### THE EXERCISE
Turn the records from the line with "Where can the undergrowth" to the line with "Where can the green" into a JSON list of strings, one string per line, leaving out blank lines.

Stored data:
## START

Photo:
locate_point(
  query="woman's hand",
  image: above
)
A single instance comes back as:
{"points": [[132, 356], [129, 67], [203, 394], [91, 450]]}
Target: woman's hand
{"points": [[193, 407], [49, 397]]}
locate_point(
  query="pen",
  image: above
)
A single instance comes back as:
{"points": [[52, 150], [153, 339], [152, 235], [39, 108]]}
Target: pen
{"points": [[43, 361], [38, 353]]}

## END
## START

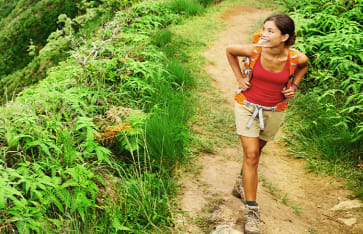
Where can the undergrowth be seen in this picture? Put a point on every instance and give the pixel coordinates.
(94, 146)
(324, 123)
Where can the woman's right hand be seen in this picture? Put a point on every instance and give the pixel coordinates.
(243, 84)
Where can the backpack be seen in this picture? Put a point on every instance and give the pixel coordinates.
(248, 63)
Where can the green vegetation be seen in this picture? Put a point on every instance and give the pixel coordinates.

## END

### RESPONSE
[
  "Where can the undergrowth be seen in this picture? Put a point on every instance and give the pixel coordinates.",
  "(94, 146)",
  "(324, 123)",
  "Where can the woman's right hand be seen in this picture? Put a point on every instance and give the pixel coordinates.",
  "(243, 84)",
  "Where can the backpack be seen in this picture? Put a point on every instance and give the pixel coordinates.",
  "(248, 63)",
  "Where can the green vegetation be seen in this picture? Put a point on every instance and give the pixel coordinates."
]